• _Extrait fourni_

++++++

Deux pages sur le style des Marseillais sans un maillot de l’OM ? Impossible. Ici le bleu et blanc est roi, la marque à trois bandes, longtemps sponsor historique de l’équipe, remplacée aujourd’hui par Puma, aussi. Marseille regorge d’amateurs de foot prêts à mouiller le maillot sous le cagnard. Romain faisait la queue avec «[s]on collègue», un ami donc, et sa mère, devant la boutique de Jul lorsqu’on lui a proposé d’immortaliser son look. Si vous vous demandez s’il existe un style marseillais, la réponse est dans l’allure de Romain, qui termine une formation d’agent de sécurité : il porte des TN aux pieds (comme à peu près les trois quarts des jeunes garçons de la ville, on exagère à peine), un maillot et un bermuda de l’Olympique de Marseille, une sacoche Chabrand, des lunettes teintées Quechua, et un bob The North Face sur des boucles brunes, qu’il laisse en liberté depuis huit ans. Est-ce que la mode est une chose importante ? «C’est pas ce que je regarde forcément chez les filles, mais faut qu’elles soient fraîches quand même.» Le jeune homme admet que «chez les jeunes», le style de Jul a eu «un impact énorme».

++++++

• _Données fournies_

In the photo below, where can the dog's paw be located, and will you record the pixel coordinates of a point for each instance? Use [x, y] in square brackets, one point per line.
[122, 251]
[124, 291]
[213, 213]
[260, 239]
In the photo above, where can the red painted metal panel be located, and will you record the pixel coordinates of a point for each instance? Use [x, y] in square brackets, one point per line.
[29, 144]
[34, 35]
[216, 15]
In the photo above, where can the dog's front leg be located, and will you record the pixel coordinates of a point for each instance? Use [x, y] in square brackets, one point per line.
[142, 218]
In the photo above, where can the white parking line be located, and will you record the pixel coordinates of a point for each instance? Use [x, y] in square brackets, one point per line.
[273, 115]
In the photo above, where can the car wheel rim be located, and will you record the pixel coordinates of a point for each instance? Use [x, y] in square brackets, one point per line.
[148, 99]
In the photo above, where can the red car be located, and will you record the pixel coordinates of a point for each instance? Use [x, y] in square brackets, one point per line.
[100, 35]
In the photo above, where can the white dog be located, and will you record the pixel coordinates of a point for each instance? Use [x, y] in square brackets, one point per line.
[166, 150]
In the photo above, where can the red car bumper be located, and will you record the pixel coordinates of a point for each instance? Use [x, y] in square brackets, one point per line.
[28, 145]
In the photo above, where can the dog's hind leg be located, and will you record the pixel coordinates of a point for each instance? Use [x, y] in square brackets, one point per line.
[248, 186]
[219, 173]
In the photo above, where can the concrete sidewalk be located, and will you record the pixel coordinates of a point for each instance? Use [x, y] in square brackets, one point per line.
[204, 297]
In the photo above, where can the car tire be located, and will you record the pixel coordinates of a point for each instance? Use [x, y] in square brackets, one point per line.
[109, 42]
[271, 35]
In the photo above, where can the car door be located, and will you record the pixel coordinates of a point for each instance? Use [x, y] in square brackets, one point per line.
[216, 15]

++++++

• _Défis_
1/ Recopiez à l'identique les lignes de la liste, de celle qui contient « In the photo above, where can the dog's front » jusqu'à la fin de la liste, bornes comprises.
2/ Poursuivez l'extrait sur le style des Marseillais à partir de sa dernière phrase.

• _Réponses par consigne_
1/
In the photo above, where can the dog's front leg be located, and will you record the pixel coordinates of a point for each instance? Use [x, y] in square brackets, one point per line.
[142, 218]
In the photo above, where can the white parking line be located, and will you record the pixel coordinates of a point for each instance? Use [x, y] in square brackets, one point per line.
[273, 115]
In the photo above, where can the car wheel rim be located, and will you record the pixel coordinates of a point for each instance? Use [x, y] in square brackets, one point per line.
[148, 99]
In the photo above, where can the red car be located, and will you record the pixel coordinates of a point for each instance? Use [x, y] in square brackets, one point per line.
[100, 35]
In the photo above, where can the white dog be located, and will you record the pixel coordinates of a point for each instance? Use [x, y] in square brackets, one point per line.
[166, 150]
In the photo above, where can the red car bumper be located, and will you record the pixel coordinates of a point for each instance? Use [x, y] in square brackets, one point per line.
[28, 145]
In the photo above, where can the dog's hind leg be located, and will you record the pixel coordinates of a point for each instance? Use [x, y] in square brackets, one point per line.
[248, 186]
[219, 173]
In the photo above, where can the concrete sidewalk be located, and will you record the pixel coordinates of a point for each instance? Use [x, y] in square brackets, one point per line.
[204, 297]
In the photo above, where can the car tire be located, and will you record the pixel coordinates of a point for each instance? Use [x, y] in square brackets, one point per line.
[109, 42]
[271, 35]
In the photo above, where can the car door be located, and will you record the pixel coordinates of a point for each instance? Use [x, y] in square brackets, one point per line.
[216, 15]

2/
Sarah, 27 ans, et Kenza, 15 ans

Le temps est à l’orage. Avant que la foule du centre commercial ne se mette à l’abri, Sarah, esthéticienne venue d’Endoume, et Kenza, encore lycéenne, s’amusent à jouer les mannequins à notre demande. La chaleur les a fait opter pour des looks estivaux et pratiques : mini-shorts, top sans manches, plus ou moins cropés, claquettes et sac avec chaîne métallisée. Est-ce qu’il y a des spécificités dans le look des Marseillaises ? «On est beaucoup plus décontractés qu’ailleurs, assure Sarah. La mode, elles la suivent avant tout sur les réseaux sociaux, de TikTok à Instagram. Sarah aime Jacquemus, Sandro, Maje ; Kenza cite elle aussi Zara et Bershka. Le centre commercial est leur endroit préféré pour faire du shopping. Il y fait moins chaud qu’ailleurs et la vue, magnifique, permet de rêvasser entre deux courses. Elles disent se sentir Marseillaises aussi pour cette décontraction du look généralisée.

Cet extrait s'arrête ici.